- [What needs to be done] Print the line containing "Objective — one marker per instance of the floral" and each line after it through the end, please, with nothing added.

-- Input start --

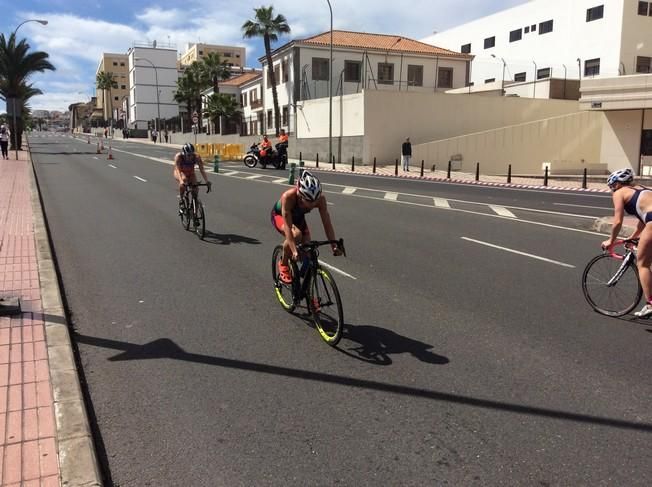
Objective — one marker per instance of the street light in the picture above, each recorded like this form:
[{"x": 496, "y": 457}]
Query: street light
[
  {"x": 13, "y": 98},
  {"x": 330, "y": 91},
  {"x": 158, "y": 103},
  {"x": 502, "y": 85}
]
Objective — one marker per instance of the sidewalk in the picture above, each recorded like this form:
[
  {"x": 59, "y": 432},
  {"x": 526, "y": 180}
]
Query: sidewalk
[{"x": 45, "y": 439}]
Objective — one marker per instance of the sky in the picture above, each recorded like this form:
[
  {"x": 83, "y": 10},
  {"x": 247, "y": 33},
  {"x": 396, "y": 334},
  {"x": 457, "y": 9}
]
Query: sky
[{"x": 79, "y": 31}]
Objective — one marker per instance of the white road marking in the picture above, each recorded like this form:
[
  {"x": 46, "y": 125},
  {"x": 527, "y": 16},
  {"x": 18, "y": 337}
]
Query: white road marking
[
  {"x": 441, "y": 203},
  {"x": 502, "y": 211},
  {"x": 335, "y": 269},
  {"x": 518, "y": 252}
]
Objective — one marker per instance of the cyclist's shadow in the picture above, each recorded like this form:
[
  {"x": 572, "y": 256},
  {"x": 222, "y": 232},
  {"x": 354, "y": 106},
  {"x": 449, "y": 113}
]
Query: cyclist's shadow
[{"x": 375, "y": 345}]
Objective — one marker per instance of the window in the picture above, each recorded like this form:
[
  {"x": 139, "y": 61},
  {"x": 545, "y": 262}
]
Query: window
[
  {"x": 643, "y": 8},
  {"x": 319, "y": 69},
  {"x": 515, "y": 35},
  {"x": 643, "y": 64},
  {"x": 386, "y": 73},
  {"x": 543, "y": 73},
  {"x": 352, "y": 71},
  {"x": 545, "y": 27},
  {"x": 592, "y": 67},
  {"x": 445, "y": 78},
  {"x": 594, "y": 13},
  {"x": 415, "y": 75}
]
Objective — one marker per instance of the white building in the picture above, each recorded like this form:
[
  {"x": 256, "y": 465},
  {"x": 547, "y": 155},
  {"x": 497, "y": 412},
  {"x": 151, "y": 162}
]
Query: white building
[
  {"x": 361, "y": 61},
  {"x": 555, "y": 38},
  {"x": 152, "y": 69}
]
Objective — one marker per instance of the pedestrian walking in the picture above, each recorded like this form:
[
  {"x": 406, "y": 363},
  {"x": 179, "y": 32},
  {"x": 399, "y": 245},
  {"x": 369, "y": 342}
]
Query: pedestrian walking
[
  {"x": 406, "y": 153},
  {"x": 4, "y": 140}
]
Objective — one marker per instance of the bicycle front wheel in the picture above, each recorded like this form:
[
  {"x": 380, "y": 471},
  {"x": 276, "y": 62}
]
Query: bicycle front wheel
[
  {"x": 325, "y": 306},
  {"x": 607, "y": 293}
]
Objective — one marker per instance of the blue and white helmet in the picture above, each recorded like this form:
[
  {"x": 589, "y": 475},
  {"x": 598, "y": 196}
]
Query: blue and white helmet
[
  {"x": 624, "y": 176},
  {"x": 309, "y": 186}
]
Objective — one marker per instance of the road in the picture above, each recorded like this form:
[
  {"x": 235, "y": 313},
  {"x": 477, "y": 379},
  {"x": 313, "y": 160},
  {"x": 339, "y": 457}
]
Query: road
[{"x": 469, "y": 358}]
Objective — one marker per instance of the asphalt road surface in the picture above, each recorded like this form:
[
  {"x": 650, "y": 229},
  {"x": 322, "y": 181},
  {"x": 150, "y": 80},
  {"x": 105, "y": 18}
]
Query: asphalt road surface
[{"x": 469, "y": 357}]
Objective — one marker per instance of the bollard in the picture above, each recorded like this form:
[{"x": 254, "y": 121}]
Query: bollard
[{"x": 293, "y": 169}]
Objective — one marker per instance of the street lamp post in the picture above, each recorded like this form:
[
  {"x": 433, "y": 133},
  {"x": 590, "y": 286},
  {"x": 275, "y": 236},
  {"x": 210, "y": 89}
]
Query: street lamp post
[
  {"x": 330, "y": 91},
  {"x": 13, "y": 98},
  {"x": 158, "y": 102}
]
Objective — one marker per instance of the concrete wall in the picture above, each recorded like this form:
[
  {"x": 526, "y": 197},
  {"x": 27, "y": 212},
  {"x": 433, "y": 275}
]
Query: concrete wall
[
  {"x": 391, "y": 116},
  {"x": 569, "y": 143}
]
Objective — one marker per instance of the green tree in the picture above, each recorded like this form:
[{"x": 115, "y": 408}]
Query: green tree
[
  {"x": 17, "y": 65},
  {"x": 106, "y": 81},
  {"x": 268, "y": 27}
]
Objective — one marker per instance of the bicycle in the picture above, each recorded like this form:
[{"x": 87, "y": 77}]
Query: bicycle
[
  {"x": 314, "y": 284},
  {"x": 191, "y": 210},
  {"x": 610, "y": 280}
]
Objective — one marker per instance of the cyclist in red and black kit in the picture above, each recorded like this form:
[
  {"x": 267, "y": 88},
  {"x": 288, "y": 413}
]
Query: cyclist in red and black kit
[{"x": 289, "y": 219}]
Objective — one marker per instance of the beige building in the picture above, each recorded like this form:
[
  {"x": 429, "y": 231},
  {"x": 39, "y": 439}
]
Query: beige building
[
  {"x": 233, "y": 56},
  {"x": 119, "y": 66}
]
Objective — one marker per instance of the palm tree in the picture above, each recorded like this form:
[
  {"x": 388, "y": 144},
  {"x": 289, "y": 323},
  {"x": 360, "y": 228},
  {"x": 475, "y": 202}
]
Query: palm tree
[
  {"x": 221, "y": 105},
  {"x": 106, "y": 81},
  {"x": 17, "y": 64},
  {"x": 214, "y": 69},
  {"x": 268, "y": 27}
]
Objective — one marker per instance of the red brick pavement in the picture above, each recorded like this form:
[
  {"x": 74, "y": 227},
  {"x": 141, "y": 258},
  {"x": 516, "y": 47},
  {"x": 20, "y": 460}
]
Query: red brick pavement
[{"x": 28, "y": 448}]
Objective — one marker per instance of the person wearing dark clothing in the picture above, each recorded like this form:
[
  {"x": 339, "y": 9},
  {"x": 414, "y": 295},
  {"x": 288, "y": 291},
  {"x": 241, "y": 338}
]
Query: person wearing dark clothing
[{"x": 406, "y": 153}]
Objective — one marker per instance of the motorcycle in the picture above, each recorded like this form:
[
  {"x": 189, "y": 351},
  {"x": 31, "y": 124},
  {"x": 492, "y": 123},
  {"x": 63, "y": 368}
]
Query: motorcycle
[{"x": 277, "y": 158}]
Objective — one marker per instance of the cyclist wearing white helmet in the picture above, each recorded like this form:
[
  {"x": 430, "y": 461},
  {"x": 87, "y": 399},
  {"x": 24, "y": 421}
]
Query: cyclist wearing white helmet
[
  {"x": 289, "y": 219},
  {"x": 184, "y": 168},
  {"x": 636, "y": 200}
]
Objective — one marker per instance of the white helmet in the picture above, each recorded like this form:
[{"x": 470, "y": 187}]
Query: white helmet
[
  {"x": 624, "y": 176},
  {"x": 309, "y": 186}
]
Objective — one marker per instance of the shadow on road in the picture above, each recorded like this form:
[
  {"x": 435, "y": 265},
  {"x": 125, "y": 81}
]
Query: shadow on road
[
  {"x": 166, "y": 348},
  {"x": 375, "y": 345}
]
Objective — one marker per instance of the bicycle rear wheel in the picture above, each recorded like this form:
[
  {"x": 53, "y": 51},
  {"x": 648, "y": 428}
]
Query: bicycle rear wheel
[
  {"x": 284, "y": 292},
  {"x": 325, "y": 306},
  {"x": 199, "y": 219},
  {"x": 615, "y": 299}
]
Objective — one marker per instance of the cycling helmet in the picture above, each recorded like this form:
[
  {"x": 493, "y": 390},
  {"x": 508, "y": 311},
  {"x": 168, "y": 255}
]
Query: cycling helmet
[
  {"x": 309, "y": 186},
  {"x": 624, "y": 176}
]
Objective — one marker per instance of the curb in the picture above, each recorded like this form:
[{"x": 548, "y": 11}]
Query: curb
[{"x": 76, "y": 451}]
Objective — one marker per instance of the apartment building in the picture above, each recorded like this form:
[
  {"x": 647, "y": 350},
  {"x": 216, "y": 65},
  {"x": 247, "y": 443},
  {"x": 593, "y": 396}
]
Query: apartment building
[
  {"x": 118, "y": 65},
  {"x": 560, "y": 39},
  {"x": 232, "y": 56}
]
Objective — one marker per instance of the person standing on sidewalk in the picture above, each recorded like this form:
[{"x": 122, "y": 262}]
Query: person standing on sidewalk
[
  {"x": 4, "y": 140},
  {"x": 406, "y": 153},
  {"x": 636, "y": 200}
]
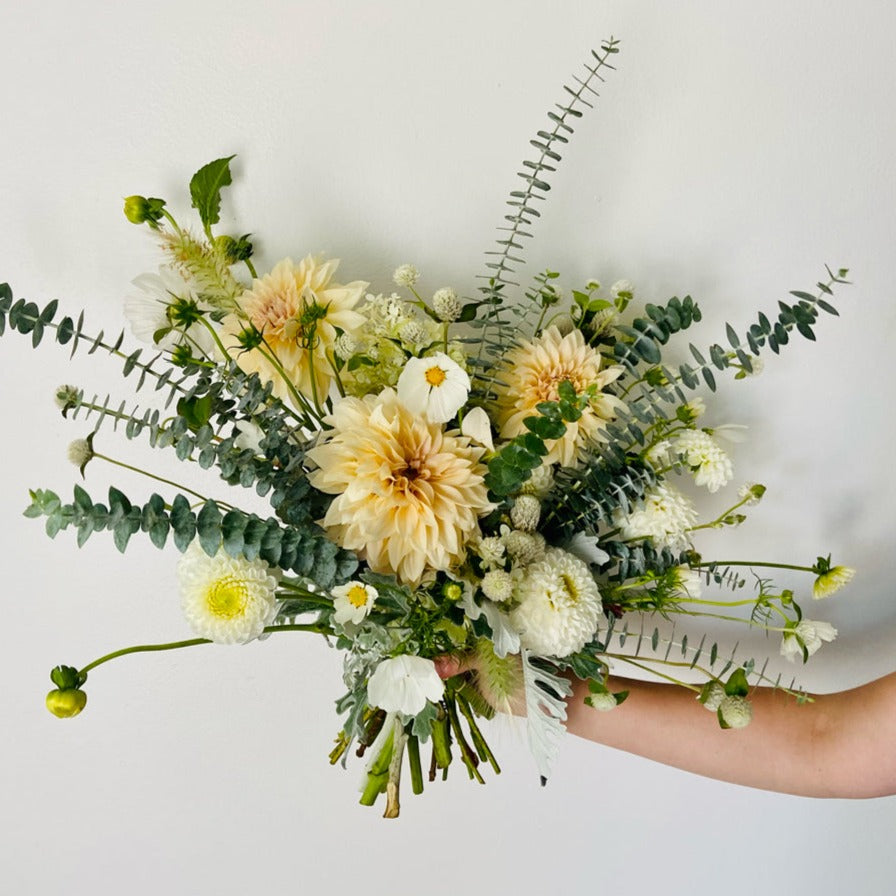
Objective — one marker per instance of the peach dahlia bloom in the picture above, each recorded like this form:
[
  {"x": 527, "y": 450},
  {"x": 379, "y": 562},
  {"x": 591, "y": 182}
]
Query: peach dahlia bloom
[
  {"x": 408, "y": 495},
  {"x": 531, "y": 373},
  {"x": 300, "y": 309}
]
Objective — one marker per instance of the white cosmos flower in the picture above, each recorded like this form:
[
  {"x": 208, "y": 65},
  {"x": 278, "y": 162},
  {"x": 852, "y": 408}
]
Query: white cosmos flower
[
  {"x": 809, "y": 634},
  {"x": 478, "y": 427},
  {"x": 352, "y": 602},
  {"x": 404, "y": 684},
  {"x": 147, "y": 312},
  {"x": 226, "y": 599},
  {"x": 435, "y": 387}
]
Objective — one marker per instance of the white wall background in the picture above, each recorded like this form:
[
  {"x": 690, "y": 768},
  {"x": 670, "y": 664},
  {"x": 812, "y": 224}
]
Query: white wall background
[{"x": 738, "y": 149}]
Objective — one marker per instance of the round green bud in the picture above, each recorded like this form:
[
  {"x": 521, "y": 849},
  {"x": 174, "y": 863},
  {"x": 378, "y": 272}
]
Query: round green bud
[{"x": 65, "y": 704}]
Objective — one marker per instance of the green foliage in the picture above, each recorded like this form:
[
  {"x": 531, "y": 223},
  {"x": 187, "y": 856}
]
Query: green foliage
[
  {"x": 304, "y": 550},
  {"x": 513, "y": 464},
  {"x": 205, "y": 190}
]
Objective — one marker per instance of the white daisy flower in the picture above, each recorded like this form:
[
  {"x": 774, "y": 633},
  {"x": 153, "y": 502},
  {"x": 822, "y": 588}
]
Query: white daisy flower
[
  {"x": 352, "y": 602},
  {"x": 404, "y": 684},
  {"x": 226, "y": 599},
  {"x": 559, "y": 605},
  {"x": 435, "y": 387},
  {"x": 806, "y": 633}
]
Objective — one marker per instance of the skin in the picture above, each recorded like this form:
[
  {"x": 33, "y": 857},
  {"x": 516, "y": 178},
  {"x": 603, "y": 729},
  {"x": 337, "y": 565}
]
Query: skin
[{"x": 841, "y": 745}]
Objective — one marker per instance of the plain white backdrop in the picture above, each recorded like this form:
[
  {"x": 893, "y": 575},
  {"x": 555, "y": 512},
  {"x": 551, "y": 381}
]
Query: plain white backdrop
[{"x": 737, "y": 149}]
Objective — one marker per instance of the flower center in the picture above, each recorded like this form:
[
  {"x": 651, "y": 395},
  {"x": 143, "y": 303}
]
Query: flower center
[
  {"x": 226, "y": 598},
  {"x": 357, "y": 596}
]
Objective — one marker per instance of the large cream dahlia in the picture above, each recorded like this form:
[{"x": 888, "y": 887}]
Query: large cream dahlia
[
  {"x": 408, "y": 495},
  {"x": 531, "y": 373},
  {"x": 298, "y": 308}
]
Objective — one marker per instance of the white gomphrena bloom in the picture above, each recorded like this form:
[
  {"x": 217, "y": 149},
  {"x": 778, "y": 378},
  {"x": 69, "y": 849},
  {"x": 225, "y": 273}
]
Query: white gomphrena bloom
[
  {"x": 408, "y": 495},
  {"x": 404, "y": 684},
  {"x": 809, "y": 634},
  {"x": 435, "y": 387},
  {"x": 352, "y": 602},
  {"x": 532, "y": 373},
  {"x": 737, "y": 712},
  {"x": 664, "y": 516},
  {"x": 709, "y": 462},
  {"x": 559, "y": 605},
  {"x": 226, "y": 599}
]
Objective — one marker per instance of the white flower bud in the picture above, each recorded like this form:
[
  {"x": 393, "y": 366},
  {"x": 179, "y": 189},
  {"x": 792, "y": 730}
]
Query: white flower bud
[
  {"x": 497, "y": 585},
  {"x": 525, "y": 513},
  {"x": 446, "y": 304},
  {"x": 405, "y": 275}
]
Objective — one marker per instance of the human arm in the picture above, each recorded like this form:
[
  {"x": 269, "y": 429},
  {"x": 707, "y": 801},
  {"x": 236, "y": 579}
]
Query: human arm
[{"x": 841, "y": 745}]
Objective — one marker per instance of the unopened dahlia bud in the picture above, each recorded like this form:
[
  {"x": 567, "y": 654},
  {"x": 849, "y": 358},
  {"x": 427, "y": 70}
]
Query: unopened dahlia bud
[
  {"x": 736, "y": 712},
  {"x": 525, "y": 513},
  {"x": 446, "y": 304}
]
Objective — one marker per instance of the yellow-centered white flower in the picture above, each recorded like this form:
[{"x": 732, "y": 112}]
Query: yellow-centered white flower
[
  {"x": 434, "y": 386},
  {"x": 352, "y": 602},
  {"x": 408, "y": 495},
  {"x": 226, "y": 599}
]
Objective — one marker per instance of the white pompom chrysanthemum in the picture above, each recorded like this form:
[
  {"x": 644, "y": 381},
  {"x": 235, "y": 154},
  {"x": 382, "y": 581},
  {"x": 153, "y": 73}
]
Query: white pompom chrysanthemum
[
  {"x": 559, "y": 605},
  {"x": 226, "y": 599},
  {"x": 664, "y": 516}
]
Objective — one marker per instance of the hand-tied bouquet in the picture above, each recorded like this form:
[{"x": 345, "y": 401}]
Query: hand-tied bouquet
[{"x": 491, "y": 476}]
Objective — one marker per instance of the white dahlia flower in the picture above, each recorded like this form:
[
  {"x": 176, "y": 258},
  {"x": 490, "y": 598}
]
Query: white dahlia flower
[
  {"x": 559, "y": 605},
  {"x": 404, "y": 684},
  {"x": 532, "y": 372},
  {"x": 226, "y": 599},
  {"x": 408, "y": 495},
  {"x": 664, "y": 516},
  {"x": 434, "y": 386}
]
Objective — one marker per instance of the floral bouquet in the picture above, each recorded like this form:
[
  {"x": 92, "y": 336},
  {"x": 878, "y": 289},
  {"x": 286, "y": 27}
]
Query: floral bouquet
[{"x": 491, "y": 476}]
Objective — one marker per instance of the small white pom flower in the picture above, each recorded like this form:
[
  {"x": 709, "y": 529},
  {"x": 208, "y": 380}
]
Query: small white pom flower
[
  {"x": 831, "y": 581},
  {"x": 559, "y": 605},
  {"x": 404, "y": 684},
  {"x": 446, "y": 304},
  {"x": 664, "y": 516},
  {"x": 497, "y": 585},
  {"x": 226, "y": 599},
  {"x": 525, "y": 513},
  {"x": 540, "y": 482},
  {"x": 713, "y": 695},
  {"x": 736, "y": 712},
  {"x": 523, "y": 547},
  {"x": 435, "y": 387},
  {"x": 806, "y": 634},
  {"x": 405, "y": 275},
  {"x": 710, "y": 464},
  {"x": 352, "y": 602},
  {"x": 478, "y": 427}
]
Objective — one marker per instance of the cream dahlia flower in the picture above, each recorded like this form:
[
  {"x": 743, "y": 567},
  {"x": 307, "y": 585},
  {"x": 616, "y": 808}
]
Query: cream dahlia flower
[
  {"x": 300, "y": 309},
  {"x": 226, "y": 599},
  {"x": 559, "y": 605},
  {"x": 532, "y": 372},
  {"x": 408, "y": 495}
]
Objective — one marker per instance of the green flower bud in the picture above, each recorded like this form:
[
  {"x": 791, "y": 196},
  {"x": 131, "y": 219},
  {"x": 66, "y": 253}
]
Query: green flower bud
[
  {"x": 67, "y": 703},
  {"x": 140, "y": 210}
]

-- Input end --

- [Output]
Objective — one marker per instance of the floral bouquet in the picture above, each recorded like this form:
[
  {"x": 92, "y": 336},
  {"x": 878, "y": 289},
  {"x": 286, "y": 27}
]
Query: floral bouquet
[{"x": 491, "y": 476}]
Objective — one marker per instance of the small white pom flower in the picture above, each recorded like this form:
[
  {"x": 709, "y": 529},
  {"x": 208, "y": 380}
]
Query: small white pom flower
[
  {"x": 831, "y": 581},
  {"x": 559, "y": 605},
  {"x": 404, "y": 684},
  {"x": 446, "y": 304},
  {"x": 664, "y": 516},
  {"x": 497, "y": 585},
  {"x": 226, "y": 599},
  {"x": 525, "y": 513},
  {"x": 540, "y": 482},
  {"x": 713, "y": 695},
  {"x": 736, "y": 712},
  {"x": 523, "y": 547},
  {"x": 435, "y": 387},
  {"x": 806, "y": 634},
  {"x": 405, "y": 275},
  {"x": 710, "y": 464},
  {"x": 352, "y": 602},
  {"x": 478, "y": 427}
]
Objective — one marker per instance of the cream dahlia flower in the picture above, each recorded like this form:
[
  {"x": 743, "y": 567},
  {"x": 307, "y": 585},
  {"x": 616, "y": 808}
]
Query: cream dahlia flower
[
  {"x": 300, "y": 309},
  {"x": 226, "y": 599},
  {"x": 559, "y": 605},
  {"x": 532, "y": 372},
  {"x": 408, "y": 495}
]
Objective — one marker per instance of the green flower bud in the picture above, each recorded like this form:
[
  {"x": 791, "y": 196},
  {"x": 131, "y": 219},
  {"x": 66, "y": 253}
]
Query: green flower bud
[
  {"x": 67, "y": 703},
  {"x": 140, "y": 210}
]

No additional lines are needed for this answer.